ACTIVITY
Please extract every line of the items below verbatim, leaving the pictures out.

TASK INPUT

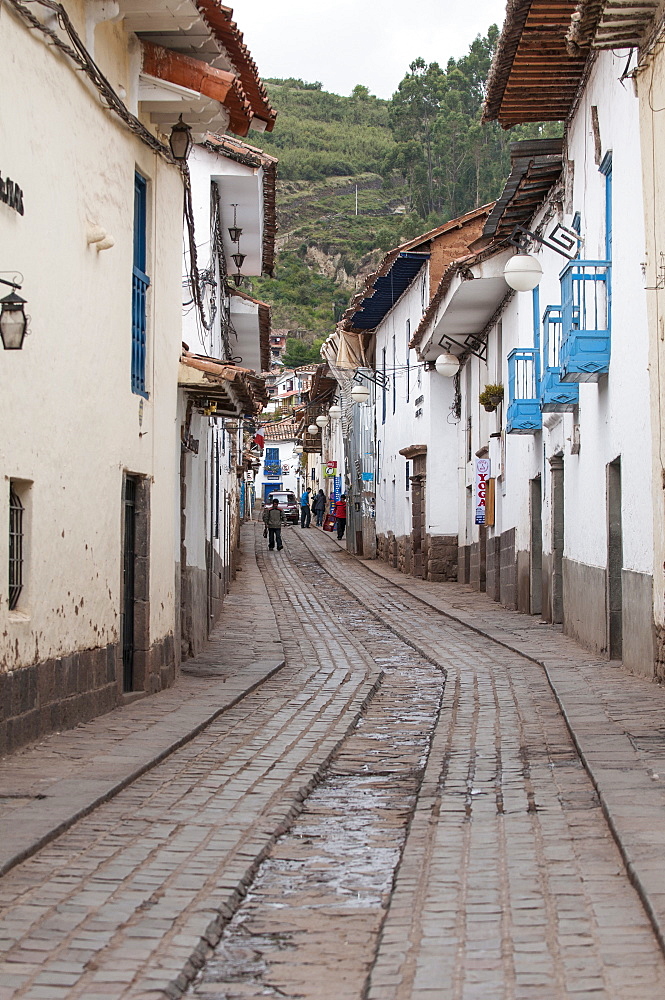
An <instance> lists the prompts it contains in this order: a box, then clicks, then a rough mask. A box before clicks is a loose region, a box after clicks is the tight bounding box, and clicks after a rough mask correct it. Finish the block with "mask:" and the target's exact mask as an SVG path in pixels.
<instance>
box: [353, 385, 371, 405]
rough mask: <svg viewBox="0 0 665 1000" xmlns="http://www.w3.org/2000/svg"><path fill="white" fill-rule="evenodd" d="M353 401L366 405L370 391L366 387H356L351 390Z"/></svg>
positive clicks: (368, 397)
mask: <svg viewBox="0 0 665 1000" xmlns="http://www.w3.org/2000/svg"><path fill="white" fill-rule="evenodd" d="M351 399H352V400H353V402H354V403H366V402H367V400H368V399H369V389H368V388H367V386H366V385H354V387H353V389H352V390H351Z"/></svg>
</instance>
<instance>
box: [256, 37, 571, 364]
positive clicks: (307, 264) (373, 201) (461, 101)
mask: <svg viewBox="0 0 665 1000" xmlns="http://www.w3.org/2000/svg"><path fill="white" fill-rule="evenodd" d="M498 34H499V32H498V28H497V27H496V26H495V25H493V26H492V27H490V29H489V30H488V32H487V35H486V36H485V37H484V38H481V37H480V36H479V37H478V38H476V39H475V41H474V42H473V43H472V44H471V46H470V48H469V51H468V53H467V54H466V55H465V56H463V57H462V58H461V59H457V60H455V59H450V60H449V61H448V64H447V65H446V67H445V68H442V67H441V66H439V65H438V64H437V63H429V64H427V63H425V62H424V60H422V59H415V60H414V62H412V63H411V65H410V67H409V70H408V72H407V73H406V75H405V76H404V78H403V80H402V81H401V83H400V84H399V86H398V88H397V91H396V92H395V94H394V95H393V98H392V100H390V101H385V100H381V99H380V98H377V97H375V96H374V95H372V94H370V92H369V90H368V89H367V87H364V86H363V85H361V84H358V85H357V86H356V87H354V89H353V92H352V93H351V94H350V96H348V97H343V96H341V95H338V94H330V93H328V92H326V91H324V90H323V89H322V87H321V84H320V83H306V82H304V81H303V80H298V79H288V80H268V81H265V82H266V85H267V88H268V91H269V93H270V99H271V102H272V104H273V106H274V107H275V108H276V109H277V111H278V118H277V123H276V126H275V130H274V132H272V133H270V134H265V135H264V136H262V139H261V144H262V146H263V148H264V149H265V150H266V152H269V153H271V154H272V155H274V156H277V157H278V158H279V168H278V176H279V180H278V220H279V234H278V244H277V245H278V263H277V268H276V272H275V274H276V277H275V279H274V280H271V279H253V281H252V290H253V293H254V294H257V295H259V296H260V297H261V298H262V299H264V300H265V301H267V302H270V303H271V304H272V306H273V324H274V326H275V327H279V328H286V329H289V330H290V331H292V332H293V334H294V337H293V338H292V339H291V340H290V342H289V355H290V356H293V357H294V358H295V357H298V358H300V357H303V362H302V363H305V358H306V360H310V359H311V358H313V353H312V352H311V351H309V354H308V353H307V351H306V350H305V345H307V347H309V345H312V342H313V341H314V340H315V339H320V338H322V337H325V336H327V335H328V334H329V333H330V332H331V331H332V329H333V327H334V324H335V321H336V319H338V318H339V316H340V315H341V313H342V312H343V311H344V309H345V307H346V305H347V303H348V301H349V299H350V297H351V295H352V294H353V292H354V291H355V289H356V288H357V287H358V286H359V285H360V284H361V283H362V280H363V278H364V276H365V275H366V274H368V273H370V272H371V271H372V270H373V269H374V267H375V266H376V264H377V263H378V261H379V260H380V259H381V257H382V255H383V254H384V253H385V252H386V250H388V249H390V248H391V247H393V246H397V245H399V244H400V243H401V242H404V241H406V240H408V239H411V238H413V237H414V236H417V235H418V233H421V232H425V231H427V230H428V229H431V228H434V227H435V226H437V225H440V224H441V223H442V222H445V221H447V220H448V219H451V218H454V217H455V216H457V215H460V214H462V213H463V212H465V211H468V210H469V209H471V208H474V207H477V206H478V205H482V204H485V203H486V202H489V201H492V200H493V199H494V198H496V197H497V195H498V194H499V192H500V191H501V188H502V186H503V183H504V180H505V178H506V176H507V174H508V172H509V169H510V156H509V145H510V143H511V142H515V141H516V140H518V139H523V138H535V137H541V136H550V135H557V134H560V127H559V126H557V125H554V126H551V125H548V126H538V125H533V126H521V127H518V128H515V129H512V130H511V131H510V132H503V131H502V130H501V129H500V128H499V127H498V126H497V125H496V124H492V125H481V123H480V117H481V111H482V103H483V99H484V96H485V80H486V79H487V75H488V72H489V68H490V64H491V61H492V55H493V52H494V48H495V46H496V42H497V38H498ZM300 341H304V343H299V342H300ZM294 351H295V354H294Z"/></svg>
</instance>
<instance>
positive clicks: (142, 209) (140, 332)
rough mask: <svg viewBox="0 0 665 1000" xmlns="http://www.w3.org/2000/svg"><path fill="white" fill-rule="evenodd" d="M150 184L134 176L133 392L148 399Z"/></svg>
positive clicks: (137, 175)
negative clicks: (147, 245) (147, 389)
mask: <svg viewBox="0 0 665 1000" xmlns="http://www.w3.org/2000/svg"><path fill="white" fill-rule="evenodd" d="M147 223H148V183H147V181H146V179H145V177H141V175H140V174H139V173H135V174H134V266H133V273H132V392H135V393H137V395H139V396H143V397H144V398H145V399H147V398H148V393H147V391H146V386H145V369H146V325H147V324H146V316H147V297H148V286H149V285H150V278H149V277H148V275H147V274H146V256H147V253H146V250H147V231H148V225H147Z"/></svg>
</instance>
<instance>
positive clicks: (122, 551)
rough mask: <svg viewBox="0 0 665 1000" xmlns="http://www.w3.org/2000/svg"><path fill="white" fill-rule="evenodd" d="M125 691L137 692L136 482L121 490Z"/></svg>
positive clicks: (122, 675)
mask: <svg viewBox="0 0 665 1000" xmlns="http://www.w3.org/2000/svg"><path fill="white" fill-rule="evenodd" d="M122 513H123V545H122V690H123V691H133V690H134V595H135V592H136V479H135V478H134V477H133V476H125V480H124V483H123V490H122Z"/></svg>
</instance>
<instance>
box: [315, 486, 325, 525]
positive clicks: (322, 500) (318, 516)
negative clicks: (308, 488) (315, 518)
mask: <svg viewBox="0 0 665 1000" xmlns="http://www.w3.org/2000/svg"><path fill="white" fill-rule="evenodd" d="M325 512H326V495H325V493H324V492H323V490H319V492H318V493H317V494H316V496H315V497H314V501H313V503H312V513H314V514H316V526H317V528H320V527H321V525H322V524H323V515H324V514H325Z"/></svg>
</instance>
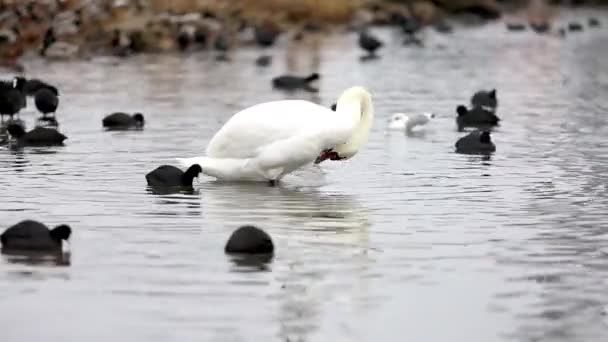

SOLUTION TO THE PROBLEM
An <instance> lists the prompts it contains in this order: a box, then clicks, then a rough mask. A box before clicks is a loose region, a box after clicks is the tight bounding box, and clicks after a rough mask correct it. Finish the block with "mask:" and the target's exact mask as an SVG path in pixels.
<instance>
box: [353, 385, 371, 405]
rough mask: <svg viewBox="0 0 665 1000" xmlns="http://www.w3.org/2000/svg"><path fill="white" fill-rule="evenodd" d="M353 401L366 405L370 391L366 387H356L351 390Z"/></svg>
positive clicks: (368, 397)
mask: <svg viewBox="0 0 665 1000" xmlns="http://www.w3.org/2000/svg"><path fill="white" fill-rule="evenodd" d="M351 399H352V400H353V402H354V403H366V402H367V400H368V399H369V389H368V388H367V386H366V385H354V387H353V389H352V390H351Z"/></svg>
</instance>
<instance>
box: [256, 37, 571, 364]
positive clicks: (307, 264) (373, 201) (461, 101)
mask: <svg viewBox="0 0 665 1000" xmlns="http://www.w3.org/2000/svg"><path fill="white" fill-rule="evenodd" d="M498 34H499V32H498V28H497V27H496V26H495V25H493V26H492V27H490V29H489V30H488V32H487V35H486V36H485V37H484V38H481V37H480V36H479V37H478V38H476V39H475V41H474V42H473V43H472V44H471V46H470V48H469V51H468V53H467V54H466V55H465V56H463V57H462V58H461V59H457V60H455V59H450V60H449V61H448V64H447V65H446V67H445V68H442V67H441V66H439V65H438V64H437V63H429V64H427V63H425V62H424V60H422V59H415V60H414V62H412V63H411V65H410V67H409V70H408V72H407V73H406V75H405V76H404V78H403V80H402V81H401V83H400V84H399V86H398V88H397V91H396V92H395V94H394V95H393V98H392V100H390V101H385V100H381V99H380V98H377V97H375V96H374V95H372V94H370V92H369V90H368V89H367V87H364V86H363V85H361V84H358V85H357V86H356V87H354V89H353V92H352V93H351V94H350V96H348V97H343V96H341V95H338V94H330V93H328V92H326V91H324V90H323V89H322V87H321V84H320V83H306V82H304V81H303V80H298V79H288V80H268V81H265V82H266V85H267V88H268V91H269V93H270V99H271V102H272V104H273V106H274V107H275V108H276V109H277V111H278V118H277V123H276V126H275V130H274V132H272V133H270V134H265V135H264V136H262V139H261V144H262V146H263V148H264V149H265V150H266V152H269V153H271V154H272V155H274V156H277V157H278V158H279V168H278V176H279V180H278V220H279V234H278V244H277V245H278V263H277V268H276V272H275V274H276V277H275V279H274V280H271V279H253V281H252V290H253V293H254V294H257V295H259V296H260V297H261V298H262V299H264V300H265V301H267V302H270V303H271V304H272V306H273V324H274V326H275V327H279V328H286V329H289V330H290V331H292V332H293V334H294V337H293V338H292V339H291V340H290V342H289V355H290V356H293V357H294V358H295V357H298V358H300V357H303V362H302V363H305V358H306V360H310V359H311V358H313V353H312V352H311V351H309V354H308V353H307V351H306V350H305V345H307V347H309V345H312V342H313V341H314V340H315V339H320V338H322V337H325V336H327V335H328V334H329V333H330V332H331V331H332V329H333V327H334V324H335V321H336V319H338V318H339V316H340V315H341V313H342V312H343V311H344V309H345V307H346V305H347V303H348V301H349V299H350V297H351V295H352V294H353V292H354V291H355V289H356V288H357V287H358V286H359V285H360V284H361V283H362V280H363V278H364V276H365V275H366V274H368V273H370V272H371V271H372V270H373V269H374V267H375V266H376V264H377V263H378V261H379V260H380V259H381V257H382V255H383V254H384V253H385V252H386V250H388V249H390V248H391V247H393V246H397V245H399V244H400V243H401V242H404V241H406V240H408V239H411V238H413V237H414V236H417V235H418V233H421V232H425V231H427V230H428V229H431V228H434V227H435V226H437V225H440V224H441V223H442V222H445V221H447V220H448V219H451V218H454V217H455V216H457V215H460V214H462V213H463V212H465V211H468V210H469V209H471V208H474V207H477V206H478V205H482V204H485V203H486V202H489V201H492V200H493V199H494V198H496V197H497V195H498V194H499V192H500V191H501V188H502V186H503V183H504V180H505V178H506V176H507V174H508V172H509V169H510V156H509V145H510V143H511V142H515V141H516V140H518V139H523V138H535V137H541V136H550V135H557V134H560V127H559V126H557V125H554V126H551V125H548V126H538V125H533V126H521V127H518V128H515V129H512V130H511V131H510V132H503V131H502V130H501V129H500V128H499V127H498V126H497V125H496V124H492V125H481V123H480V117H481V111H482V103H483V99H484V96H485V80H486V79H487V75H488V72H489V68H490V64H491V61H492V55H493V52H494V48H495V46H496V42H497V38H498ZM300 341H304V343H299V342H300ZM294 351H295V354H294Z"/></svg>
</instance>
<instance>
positive clicks: (142, 209) (140, 332)
rough mask: <svg viewBox="0 0 665 1000" xmlns="http://www.w3.org/2000/svg"><path fill="white" fill-rule="evenodd" d="M150 184L134 176L133 392L148 399Z"/></svg>
positive clicks: (137, 175)
negative clicks: (147, 245) (147, 389)
mask: <svg viewBox="0 0 665 1000" xmlns="http://www.w3.org/2000/svg"><path fill="white" fill-rule="evenodd" d="M147 223H148V183H147V181H146V179H145V177H141V175H140V174H139V173H135V174H134V266H133V273H132V392H135V393H137V395H139V396H143V397H144V398H145V399H147V398H148V393H147V391H146V386H145V369H146V325H147V324H146V316H147V297H148V286H149V285H150V278H149V277H148V275H147V274H146V256H147V253H146V250H147V231H148V225H147Z"/></svg>
</instance>
<instance>
positive clicks: (122, 551)
rough mask: <svg viewBox="0 0 665 1000" xmlns="http://www.w3.org/2000/svg"><path fill="white" fill-rule="evenodd" d="M125 691L137 692L136 482L121 490Z"/></svg>
positive clicks: (122, 675)
mask: <svg viewBox="0 0 665 1000" xmlns="http://www.w3.org/2000/svg"><path fill="white" fill-rule="evenodd" d="M122 513H123V545H122V690H123V691H133V690H134V595H135V592H136V479H135V478H134V477H133V476H125V480H124V483H123V490H122Z"/></svg>
</instance>
<instance>
box: [315, 486, 325, 525]
positive clicks: (322, 500) (318, 516)
negative clicks: (308, 488) (315, 518)
mask: <svg viewBox="0 0 665 1000" xmlns="http://www.w3.org/2000/svg"><path fill="white" fill-rule="evenodd" d="M325 512H326V495H325V493H324V492H323V490H319V492H318V493H317V494H316V496H315V497H314V501H313V503H312V513H314V514H316V526H317V528H320V527H321V525H322V524H323V515H324V514H325Z"/></svg>
</instance>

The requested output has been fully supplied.